(Information)

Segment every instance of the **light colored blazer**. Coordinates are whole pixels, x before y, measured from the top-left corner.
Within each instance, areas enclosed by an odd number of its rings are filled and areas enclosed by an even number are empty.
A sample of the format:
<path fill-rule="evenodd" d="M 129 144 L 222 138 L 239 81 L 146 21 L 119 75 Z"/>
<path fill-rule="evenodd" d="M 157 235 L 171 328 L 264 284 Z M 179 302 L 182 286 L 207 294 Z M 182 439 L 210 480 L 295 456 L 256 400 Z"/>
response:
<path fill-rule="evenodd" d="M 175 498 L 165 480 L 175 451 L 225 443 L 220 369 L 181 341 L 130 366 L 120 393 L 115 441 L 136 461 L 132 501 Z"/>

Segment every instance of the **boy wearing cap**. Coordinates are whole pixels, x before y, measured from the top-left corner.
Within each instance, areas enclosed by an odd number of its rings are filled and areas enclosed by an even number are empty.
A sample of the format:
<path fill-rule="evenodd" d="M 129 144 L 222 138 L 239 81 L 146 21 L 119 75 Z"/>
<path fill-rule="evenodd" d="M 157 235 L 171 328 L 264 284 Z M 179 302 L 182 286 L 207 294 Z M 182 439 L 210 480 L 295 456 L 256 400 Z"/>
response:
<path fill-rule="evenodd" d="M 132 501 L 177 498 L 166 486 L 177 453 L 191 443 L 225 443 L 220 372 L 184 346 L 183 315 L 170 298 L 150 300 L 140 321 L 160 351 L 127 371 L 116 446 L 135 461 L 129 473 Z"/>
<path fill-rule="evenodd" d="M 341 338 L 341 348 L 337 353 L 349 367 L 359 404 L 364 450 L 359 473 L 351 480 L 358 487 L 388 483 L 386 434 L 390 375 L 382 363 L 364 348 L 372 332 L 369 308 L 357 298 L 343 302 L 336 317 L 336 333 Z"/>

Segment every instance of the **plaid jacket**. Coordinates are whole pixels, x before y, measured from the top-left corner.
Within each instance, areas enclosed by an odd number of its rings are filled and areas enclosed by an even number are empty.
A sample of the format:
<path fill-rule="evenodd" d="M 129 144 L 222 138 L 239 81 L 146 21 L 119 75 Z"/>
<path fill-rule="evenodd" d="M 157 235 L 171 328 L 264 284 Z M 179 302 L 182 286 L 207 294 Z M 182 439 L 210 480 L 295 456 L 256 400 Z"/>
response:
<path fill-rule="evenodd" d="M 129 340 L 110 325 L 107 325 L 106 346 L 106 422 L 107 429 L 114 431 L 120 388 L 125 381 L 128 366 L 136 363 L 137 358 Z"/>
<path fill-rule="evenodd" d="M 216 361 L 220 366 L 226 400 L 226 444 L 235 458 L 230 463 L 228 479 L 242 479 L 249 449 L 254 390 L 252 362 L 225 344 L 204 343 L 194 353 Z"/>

(End Information)

* [Try it]: Among the lines of the preceding data, which ones hold the word "measured"? List them.

* [Solution for this problem]:
Segment every instance of the **light colored blazer**. Coordinates are whole pixels, x before y, measured from the top-left corner.
Segment every instance of the **boy wearing cap**. Coordinates are whole pixels, x before y, measured from the top-left corner.
Segment every instance of the **plaid jacket**. Coordinates are whole pixels, x before y, measured from the top-left corner.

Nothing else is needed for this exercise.